Task to complete: Transcribe exactly, and only, the lines that run from the one containing "Target: woman in floral top" through the end of the records.

Record extracts:
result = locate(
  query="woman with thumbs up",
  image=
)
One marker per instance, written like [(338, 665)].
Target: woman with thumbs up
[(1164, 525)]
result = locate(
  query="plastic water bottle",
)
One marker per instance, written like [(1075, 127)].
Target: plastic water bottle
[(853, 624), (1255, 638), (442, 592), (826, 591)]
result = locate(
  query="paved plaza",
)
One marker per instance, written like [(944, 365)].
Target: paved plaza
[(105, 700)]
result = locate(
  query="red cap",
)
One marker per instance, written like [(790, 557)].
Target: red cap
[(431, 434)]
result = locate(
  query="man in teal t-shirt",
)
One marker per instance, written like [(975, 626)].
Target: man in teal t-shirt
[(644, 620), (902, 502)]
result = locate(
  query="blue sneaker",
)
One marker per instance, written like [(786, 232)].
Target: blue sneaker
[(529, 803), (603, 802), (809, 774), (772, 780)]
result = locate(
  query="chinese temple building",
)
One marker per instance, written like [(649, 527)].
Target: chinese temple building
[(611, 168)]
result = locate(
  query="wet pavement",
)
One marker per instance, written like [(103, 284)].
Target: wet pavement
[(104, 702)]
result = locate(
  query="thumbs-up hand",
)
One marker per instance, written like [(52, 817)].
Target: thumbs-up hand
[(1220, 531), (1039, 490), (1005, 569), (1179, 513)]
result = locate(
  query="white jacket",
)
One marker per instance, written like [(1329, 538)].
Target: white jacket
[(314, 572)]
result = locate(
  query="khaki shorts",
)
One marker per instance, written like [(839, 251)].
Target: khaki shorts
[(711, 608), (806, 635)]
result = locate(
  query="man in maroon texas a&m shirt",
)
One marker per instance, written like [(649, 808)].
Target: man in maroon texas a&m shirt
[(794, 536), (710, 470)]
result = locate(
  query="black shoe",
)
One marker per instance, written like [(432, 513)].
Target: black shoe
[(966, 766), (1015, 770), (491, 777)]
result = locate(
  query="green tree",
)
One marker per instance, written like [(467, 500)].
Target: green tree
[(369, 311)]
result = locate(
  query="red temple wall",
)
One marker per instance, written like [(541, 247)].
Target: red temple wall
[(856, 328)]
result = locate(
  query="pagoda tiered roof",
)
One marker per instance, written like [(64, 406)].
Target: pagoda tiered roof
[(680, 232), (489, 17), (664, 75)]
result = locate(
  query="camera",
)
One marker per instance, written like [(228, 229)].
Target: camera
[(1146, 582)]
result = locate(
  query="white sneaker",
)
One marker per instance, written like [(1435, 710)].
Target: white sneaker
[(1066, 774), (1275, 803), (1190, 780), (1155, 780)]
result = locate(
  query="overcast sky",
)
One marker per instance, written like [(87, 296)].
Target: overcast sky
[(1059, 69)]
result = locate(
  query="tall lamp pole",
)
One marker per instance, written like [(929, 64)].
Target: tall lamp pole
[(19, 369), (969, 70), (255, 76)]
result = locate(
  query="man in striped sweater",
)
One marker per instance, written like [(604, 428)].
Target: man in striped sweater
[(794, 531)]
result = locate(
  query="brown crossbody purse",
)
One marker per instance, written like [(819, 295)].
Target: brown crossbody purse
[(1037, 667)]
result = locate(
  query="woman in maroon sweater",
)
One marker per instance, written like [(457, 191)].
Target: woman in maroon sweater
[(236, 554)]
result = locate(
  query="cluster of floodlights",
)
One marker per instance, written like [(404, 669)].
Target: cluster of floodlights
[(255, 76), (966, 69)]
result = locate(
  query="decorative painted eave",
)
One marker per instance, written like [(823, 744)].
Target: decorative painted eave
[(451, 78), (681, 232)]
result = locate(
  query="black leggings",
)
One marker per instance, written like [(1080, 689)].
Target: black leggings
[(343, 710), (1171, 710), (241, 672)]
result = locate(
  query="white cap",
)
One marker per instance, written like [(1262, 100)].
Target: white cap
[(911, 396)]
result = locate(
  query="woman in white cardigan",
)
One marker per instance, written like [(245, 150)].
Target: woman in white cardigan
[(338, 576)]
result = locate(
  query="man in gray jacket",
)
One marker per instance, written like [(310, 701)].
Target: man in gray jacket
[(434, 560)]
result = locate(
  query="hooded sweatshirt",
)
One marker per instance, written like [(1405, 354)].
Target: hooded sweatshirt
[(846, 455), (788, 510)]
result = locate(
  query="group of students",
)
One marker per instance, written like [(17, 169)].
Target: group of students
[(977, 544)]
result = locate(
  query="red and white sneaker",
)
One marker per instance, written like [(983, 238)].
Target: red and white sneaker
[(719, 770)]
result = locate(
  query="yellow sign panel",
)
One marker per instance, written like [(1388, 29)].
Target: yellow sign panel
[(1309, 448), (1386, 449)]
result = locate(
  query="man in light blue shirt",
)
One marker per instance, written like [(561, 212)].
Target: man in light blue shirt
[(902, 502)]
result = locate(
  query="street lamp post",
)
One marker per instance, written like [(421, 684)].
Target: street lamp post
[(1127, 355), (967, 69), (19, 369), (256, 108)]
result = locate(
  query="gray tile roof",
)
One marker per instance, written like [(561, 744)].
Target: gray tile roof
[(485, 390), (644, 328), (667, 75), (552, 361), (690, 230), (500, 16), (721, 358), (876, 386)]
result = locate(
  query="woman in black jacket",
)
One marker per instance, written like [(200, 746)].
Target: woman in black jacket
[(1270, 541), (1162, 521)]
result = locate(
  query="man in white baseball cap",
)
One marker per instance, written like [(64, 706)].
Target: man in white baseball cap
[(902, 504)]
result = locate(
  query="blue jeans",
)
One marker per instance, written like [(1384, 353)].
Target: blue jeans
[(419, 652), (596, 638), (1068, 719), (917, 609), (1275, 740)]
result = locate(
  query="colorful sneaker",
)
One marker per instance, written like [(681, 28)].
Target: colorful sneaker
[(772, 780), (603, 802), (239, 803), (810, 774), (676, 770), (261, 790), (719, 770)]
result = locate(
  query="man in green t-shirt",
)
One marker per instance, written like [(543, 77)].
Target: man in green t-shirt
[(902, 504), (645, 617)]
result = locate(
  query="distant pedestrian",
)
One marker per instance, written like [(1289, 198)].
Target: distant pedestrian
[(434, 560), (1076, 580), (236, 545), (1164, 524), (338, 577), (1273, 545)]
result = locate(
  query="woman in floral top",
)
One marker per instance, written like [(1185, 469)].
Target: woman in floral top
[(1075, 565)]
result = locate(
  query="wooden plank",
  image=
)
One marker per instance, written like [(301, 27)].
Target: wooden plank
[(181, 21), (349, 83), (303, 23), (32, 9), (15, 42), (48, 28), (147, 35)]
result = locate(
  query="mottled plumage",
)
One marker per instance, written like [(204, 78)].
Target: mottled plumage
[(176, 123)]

Result of the task:
Target: woman in floral top
[(1075, 565)]
result = locate(
  query="wooden plank",
  image=
)
One marker per instance, written like [(301, 27)].
Target: wooden plank
[(181, 21), (349, 83), (303, 23), (32, 9), (15, 42), (48, 28), (147, 35)]
result = locate(
  query="mottled plumage",
)
One marker per instance, written like [(204, 78)].
Target: mottled plumage
[(176, 123)]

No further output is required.